*** Document excerpt ***

I got into Pittsburg at rush hour in the rain. I was getting a little panicky, partly because of being late, partly because of the coffee I had so stupidly drunk at three pm, and partly because I wondered how to communicate with everyone I usually text with. Would all communication be lost? Then worried again I’d never find their house. I reminded myself that runaway slaves had to grope the trees at night to feel the moss so they’d know which way was north. You’re being a sissy, I told myself. We used to travel like this all the time. It took an hour to go about two miles through the city traffic and it was dark by the time I took my exit into the Squirrel Hill neighborhood. I could barely read my writing on the sales slip and definitely could not see the road signs until it was too late to turn. I had to stop three times and ask people directions. Every one of them pulled out their phone. I pulled up to my friends’ house an hour and a half late, which, was kind of a lot when I was only staying an evening with people I hadn’t seen in years. I considered it a miracle.

*** End of Document excerpt ***
*** Input data ***

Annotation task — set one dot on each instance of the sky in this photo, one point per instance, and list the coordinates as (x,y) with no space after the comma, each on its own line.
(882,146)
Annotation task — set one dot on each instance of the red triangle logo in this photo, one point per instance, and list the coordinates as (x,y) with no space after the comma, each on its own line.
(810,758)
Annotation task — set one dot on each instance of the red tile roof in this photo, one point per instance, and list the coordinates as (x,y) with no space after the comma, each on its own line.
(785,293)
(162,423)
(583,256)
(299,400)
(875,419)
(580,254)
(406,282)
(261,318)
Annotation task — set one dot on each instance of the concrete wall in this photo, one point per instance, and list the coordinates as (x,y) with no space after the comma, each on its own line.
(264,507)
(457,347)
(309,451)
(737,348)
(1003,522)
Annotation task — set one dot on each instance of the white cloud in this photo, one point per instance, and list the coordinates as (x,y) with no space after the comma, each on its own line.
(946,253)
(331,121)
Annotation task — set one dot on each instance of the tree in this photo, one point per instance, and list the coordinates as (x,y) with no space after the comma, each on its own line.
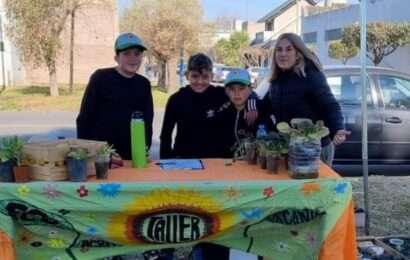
(382,38)
(35,28)
(165,27)
(229,51)
(252,56)
(340,51)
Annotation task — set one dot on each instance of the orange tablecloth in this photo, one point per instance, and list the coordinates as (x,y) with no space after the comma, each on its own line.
(339,244)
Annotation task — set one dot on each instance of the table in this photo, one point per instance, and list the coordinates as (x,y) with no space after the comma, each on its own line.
(239,206)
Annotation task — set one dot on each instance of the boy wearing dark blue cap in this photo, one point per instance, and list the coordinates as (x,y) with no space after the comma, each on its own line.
(112,94)
(229,118)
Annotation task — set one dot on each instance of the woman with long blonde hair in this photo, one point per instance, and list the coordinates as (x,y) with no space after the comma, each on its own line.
(298,89)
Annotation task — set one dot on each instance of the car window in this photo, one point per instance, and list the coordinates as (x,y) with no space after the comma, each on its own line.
(395,91)
(347,89)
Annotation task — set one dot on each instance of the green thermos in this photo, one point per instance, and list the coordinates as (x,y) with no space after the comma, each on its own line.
(139,157)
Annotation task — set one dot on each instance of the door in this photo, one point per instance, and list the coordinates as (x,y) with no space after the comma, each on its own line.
(347,90)
(395,92)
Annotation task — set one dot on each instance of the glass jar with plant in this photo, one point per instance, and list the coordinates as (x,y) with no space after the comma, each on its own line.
(304,146)
(11,150)
(76,162)
(102,160)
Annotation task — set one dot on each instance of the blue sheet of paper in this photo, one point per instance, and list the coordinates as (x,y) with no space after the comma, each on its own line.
(181,164)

*** End of Input data ***

Resume the account of the rainy drive into Pittsburgh, starting after its final sentence. The records have no connection to the text.

Thursday it was to Vermont, super easy with only my paper atlas and knowing the road. I had a lovely visit with my cousin and 108 year old aunt who is another inspiration. Friday, I was anxious to get home as there’d been a huge storm the night before and I was worried about what I’d find. Long country roads took me back to a house with no heat but other than that my place was pretty much undamaged. The tremendous wind and rain left many trees down but mostly in the woods around my place. I was grateful I’d had the ones near the house removed last year and for the safe, familiar welcome.  And then realized I had no phone to call the plumber.